None of ANSI Common Lisp is off-limits.

I think my Lisp style is rather more imperative in flavour than most
modern Lisp programmers.  It's probably closer to historical Lisp
practice in that regard, even though I wasn't writing Lisp back then.  A
lot of this is because I don't assume that the Lisp implementation
handles tail calls properly: Common Lisp is not Scheme.

I make extensive use of CLOS, and macros.  On a couple of occasions I've
made macros which use CLOS generic function dispatch to compute their
expansions.  The parser language is probably the best example of this in
the codebase.

I like hairy ~format~ strings.  I've intentionally opted to leave them
as challenges to the reader rather than explain them.

I've avoided hairy ~loop~ for the most part, not because I dislike it
strongly but because others do and I don't find that it wins big enough
for the fight to be worthwhile.

I only use ~&aux~ lambda-list parameters in ~defstruct~ BOA
constructors, for special effects.

I use ~car~, not ~first~, and ~cdr~, not ~rest~.  Similarly, I use
~cadr~, not ~second~, and I'm not afraid to use ~cddr~ or ~cadar~.

Similarly, I've not used ~elt~, preferring to know what kind of sequence
I'm dealing with, or using the built-in sequence functions.

I'm happy to use ~1+~, and I like the brevity of ~1-~ enough to use it
despite its terrible name.

▸ TO DO:
a – Why is the style described in the Lisp style notes more imperative than that of most modern Lisp programmers?
b – Reproduce word for word the portion of the Lisp style notes starting at "I think my Lisp" and ending at "the codebase.".
The data that comes next is separate material, unconnected to the Lisp style notes.

▸ SOURCE MATERIAL:
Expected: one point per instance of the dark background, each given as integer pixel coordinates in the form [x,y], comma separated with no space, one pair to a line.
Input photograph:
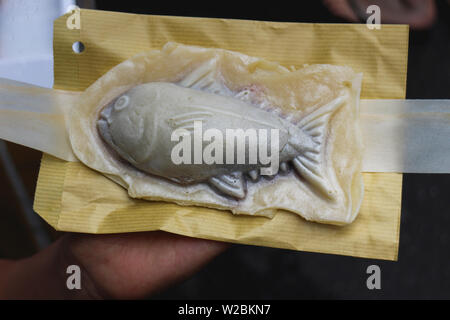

▸ SOLUTIONS BELOW:
a – The writer does not assume that the Lisp implementation handles tail calls properly.

b –
I think my Lisp style is rather more imperative in flavour than most
modern Lisp programmers.  It's probably closer to historical Lisp
practice in that regard, even though I wasn't writing Lisp back then.  A
lot of this is because I don't assume that the Lisp implementation
handles tail calls properly: Common Lisp is not Scheme.

I make extensive use of CLOS, and macros.  On a couple of occasions I've
made macros which use CLOS generic function dispatch to compute their
expansions.  The parser language is probably the best example of this in
the codebase.